*Exercise task*
Switch "pick planner" to "grasp planner" everywhere it occurs in the items below, then give all the items again with nothing else altered.

*Dataset records*
>>>>>

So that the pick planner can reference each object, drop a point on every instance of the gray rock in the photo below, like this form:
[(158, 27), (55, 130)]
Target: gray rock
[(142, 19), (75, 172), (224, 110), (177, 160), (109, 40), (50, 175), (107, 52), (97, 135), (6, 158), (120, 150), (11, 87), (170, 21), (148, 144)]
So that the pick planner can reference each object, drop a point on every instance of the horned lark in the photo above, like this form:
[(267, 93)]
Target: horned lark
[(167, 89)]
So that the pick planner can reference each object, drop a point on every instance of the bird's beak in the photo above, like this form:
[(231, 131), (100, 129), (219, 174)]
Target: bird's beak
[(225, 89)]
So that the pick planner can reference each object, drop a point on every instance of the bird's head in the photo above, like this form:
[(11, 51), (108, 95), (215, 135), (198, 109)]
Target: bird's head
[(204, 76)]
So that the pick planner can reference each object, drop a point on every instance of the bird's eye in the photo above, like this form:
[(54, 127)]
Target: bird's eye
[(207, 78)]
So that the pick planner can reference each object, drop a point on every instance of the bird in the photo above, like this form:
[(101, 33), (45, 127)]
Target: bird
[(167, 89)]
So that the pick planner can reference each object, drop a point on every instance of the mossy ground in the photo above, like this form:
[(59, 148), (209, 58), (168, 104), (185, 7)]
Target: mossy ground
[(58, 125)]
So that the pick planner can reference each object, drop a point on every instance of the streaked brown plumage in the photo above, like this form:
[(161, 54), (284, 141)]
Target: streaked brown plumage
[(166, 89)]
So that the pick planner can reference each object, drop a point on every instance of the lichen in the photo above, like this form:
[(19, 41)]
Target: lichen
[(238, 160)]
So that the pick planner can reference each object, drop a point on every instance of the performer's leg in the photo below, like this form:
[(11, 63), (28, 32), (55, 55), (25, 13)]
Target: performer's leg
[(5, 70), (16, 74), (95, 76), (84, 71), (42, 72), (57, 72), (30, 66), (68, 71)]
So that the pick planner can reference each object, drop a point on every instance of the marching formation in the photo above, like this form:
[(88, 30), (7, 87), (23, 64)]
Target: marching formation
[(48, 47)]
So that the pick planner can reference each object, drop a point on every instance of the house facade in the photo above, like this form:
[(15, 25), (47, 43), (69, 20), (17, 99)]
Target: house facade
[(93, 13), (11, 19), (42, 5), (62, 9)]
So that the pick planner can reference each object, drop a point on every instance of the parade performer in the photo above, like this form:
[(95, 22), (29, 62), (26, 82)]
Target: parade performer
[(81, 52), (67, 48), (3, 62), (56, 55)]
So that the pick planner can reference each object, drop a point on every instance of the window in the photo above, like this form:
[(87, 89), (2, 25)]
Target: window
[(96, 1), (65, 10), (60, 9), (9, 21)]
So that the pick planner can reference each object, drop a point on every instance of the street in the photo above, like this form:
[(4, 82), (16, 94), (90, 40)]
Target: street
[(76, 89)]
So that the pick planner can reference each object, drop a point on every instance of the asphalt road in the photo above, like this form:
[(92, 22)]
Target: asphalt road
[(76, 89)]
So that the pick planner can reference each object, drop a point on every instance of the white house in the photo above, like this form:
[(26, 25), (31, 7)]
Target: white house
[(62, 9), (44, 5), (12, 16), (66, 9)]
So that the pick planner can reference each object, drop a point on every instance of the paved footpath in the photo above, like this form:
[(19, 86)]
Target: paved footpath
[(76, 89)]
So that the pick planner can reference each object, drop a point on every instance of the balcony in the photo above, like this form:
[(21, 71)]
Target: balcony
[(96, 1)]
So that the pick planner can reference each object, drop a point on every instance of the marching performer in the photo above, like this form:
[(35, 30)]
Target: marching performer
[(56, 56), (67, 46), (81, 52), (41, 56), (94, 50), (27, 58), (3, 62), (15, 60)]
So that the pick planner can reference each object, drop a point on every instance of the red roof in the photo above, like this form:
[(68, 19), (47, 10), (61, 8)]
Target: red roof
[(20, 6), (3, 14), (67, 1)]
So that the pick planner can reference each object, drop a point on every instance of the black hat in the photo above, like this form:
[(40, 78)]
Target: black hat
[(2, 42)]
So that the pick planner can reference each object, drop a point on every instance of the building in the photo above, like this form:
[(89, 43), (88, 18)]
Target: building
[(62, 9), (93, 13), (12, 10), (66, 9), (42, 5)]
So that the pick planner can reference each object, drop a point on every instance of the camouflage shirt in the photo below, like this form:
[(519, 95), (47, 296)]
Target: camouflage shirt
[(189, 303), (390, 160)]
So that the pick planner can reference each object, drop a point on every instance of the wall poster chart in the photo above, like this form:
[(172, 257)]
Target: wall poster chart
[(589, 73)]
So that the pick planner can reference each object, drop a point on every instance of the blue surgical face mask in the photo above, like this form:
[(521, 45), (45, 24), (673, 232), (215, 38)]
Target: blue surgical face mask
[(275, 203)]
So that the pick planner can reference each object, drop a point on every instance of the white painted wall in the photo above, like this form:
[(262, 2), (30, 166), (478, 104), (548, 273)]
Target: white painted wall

<<<<<

*Written reply*
So that the grasp planner can reference each object, drop a point on every instance of the gray rock in the photo below, like this form:
[(158, 27), (55, 130)]
Target: gray rock
[(142, 19), (75, 172), (224, 110), (177, 160), (109, 40), (50, 175), (107, 52), (97, 135), (6, 158), (120, 150), (11, 87), (170, 21), (148, 144)]
So that the grasp planner can reference each object, drop a point on every instance of the horned lark in the photo above, like this form:
[(267, 93)]
Target: horned lark
[(167, 89)]
So that the grasp planner can reference each object, drop a point on every instance of the bird's beak in the photo above, like this form:
[(231, 131), (100, 129), (219, 174)]
Target: bird's beak
[(225, 89)]
So that the grasp planner can reference each object, drop a point on every instance of the bird's head in the photo above, like this form:
[(11, 51), (108, 95), (215, 135), (198, 109)]
Target: bird's head
[(204, 76)]
So that the grasp planner can reference each object, drop a point on every instance of the bird's eye in the photo above, like this form:
[(54, 127)]
Target: bird's eye
[(207, 78)]
So that the grasp planner can reference each object, drop a point on every instance of the bird in the photo above, like this form:
[(101, 33), (45, 127)]
Target: bird
[(167, 89)]
So that the grasp planner can reference each object, drop a point on every instance of the mossy ground in the photo above, like this form:
[(59, 148), (209, 58), (168, 104), (185, 7)]
Target: mossy ground
[(58, 125)]
So that the grasp planner can reference each object, drop a point on every instance of the streaked brown plumage in the photo above, like this form:
[(161, 54), (284, 141)]
Target: streaked brown plumage
[(166, 89)]
So that the grasp planner can reference each object, drop a point on every instance of the lichen in the photo above, like this form:
[(19, 41)]
Target: lichen
[(238, 160)]
So that the grasp planner can reference each object, drop a point on every instance of the performer's leg in the photo below, like this form:
[(11, 63), (28, 32), (55, 55), (25, 13)]
Target: performer's leg
[(5, 70), (16, 74), (95, 76), (84, 71), (42, 72), (57, 72), (30, 66), (68, 71)]
So that the grasp planner can reference each object, drop a point on every instance of the marching formation in the photo above, like this form:
[(88, 30), (7, 87), (23, 64)]
Target: marching formation
[(48, 47)]
So that the grasp planner can reference each object, drop a point on every instance of the house facade in the photo above, like this form:
[(15, 25), (47, 43), (69, 20), (17, 99)]
Target: house facade
[(93, 13), (11, 19), (42, 5), (62, 9)]
So that the grasp planner can reference each object, drop a point on every instance of the parade performer in the photo above, like this form:
[(95, 22), (29, 62), (26, 82)]
Target: parade performer
[(81, 52), (67, 48), (3, 62), (56, 55)]
So that the grasp planner can reference each object, drop a point on every instance of the window in the photo above, like this form:
[(87, 89), (2, 25)]
Target: window
[(96, 1), (65, 10), (60, 9), (9, 21)]
So that the grasp planner can reference each object, drop a point on every instance of the street in the photo above, like this form:
[(4, 82), (16, 94), (90, 40)]
Target: street
[(76, 89)]
So that the grasp planner can reference each object, drop a point on every instance of the asphalt road in the photo above, like this form:
[(92, 22)]
Target: asphalt road
[(76, 89)]
So that the grasp planner can reference each object, drop a point on every instance of the white house in the photo above, like this form:
[(26, 25), (31, 7)]
Target: white house
[(62, 9), (44, 5), (12, 16), (66, 9)]
So that the grasp planner can reference each object, drop a point on every instance of the paved footpath in the photo above, like this form:
[(19, 86)]
Target: paved footpath
[(76, 89)]
So that the grasp planner can reference each object, drop a point on every instance of the balcony in the photo above, like this form:
[(21, 71)]
Target: balcony
[(96, 1)]
So that the grasp planner can reference each object, drop a point on every instance of the marching performer in the photo above, like this form:
[(35, 30)]
Target: marching performer
[(56, 56), (67, 46), (81, 52), (41, 56), (94, 50), (27, 58), (3, 62), (15, 60)]
So that the grasp planner can reference each object, drop a point on every instance of the red roof in the photo above, like this form:
[(68, 19), (47, 10), (61, 8)]
Target: red roof
[(20, 6), (3, 14), (67, 1)]
So that the grasp planner can reference each object, drop a point on every instance of the black hat in the photo above, like this form:
[(40, 78)]
Target: black hat
[(2, 42)]
So that the grasp planner can reference each object, drop a point on every instance of the building in the photo above, like this form:
[(89, 43), (88, 18)]
Target: building
[(62, 9), (93, 13), (12, 10), (66, 9), (42, 5)]
So that the grasp planner can reference each object, drop a point on every instance of the camouflage shirt in the photo below, like this form:
[(519, 95), (47, 296)]
Target: camouflage shirt
[(189, 303), (390, 160)]
So that the grasp planner can reference each object, drop a point on every instance of the wall poster chart in the photo above, like this form:
[(172, 257)]
Target: wall poster chart
[(589, 73)]
So that the grasp planner can reference each object, drop a point on every instance of the blue surgical face mask in the photo above, like this form:
[(521, 45), (45, 24), (673, 232), (215, 38)]
Target: blue surgical face mask
[(275, 203)]
So that the grasp planner can reference each object, drop a point on every instance of the white painted wall in the photo above, like this form:
[(262, 2), (30, 166), (478, 104), (548, 273)]
Target: white painted wall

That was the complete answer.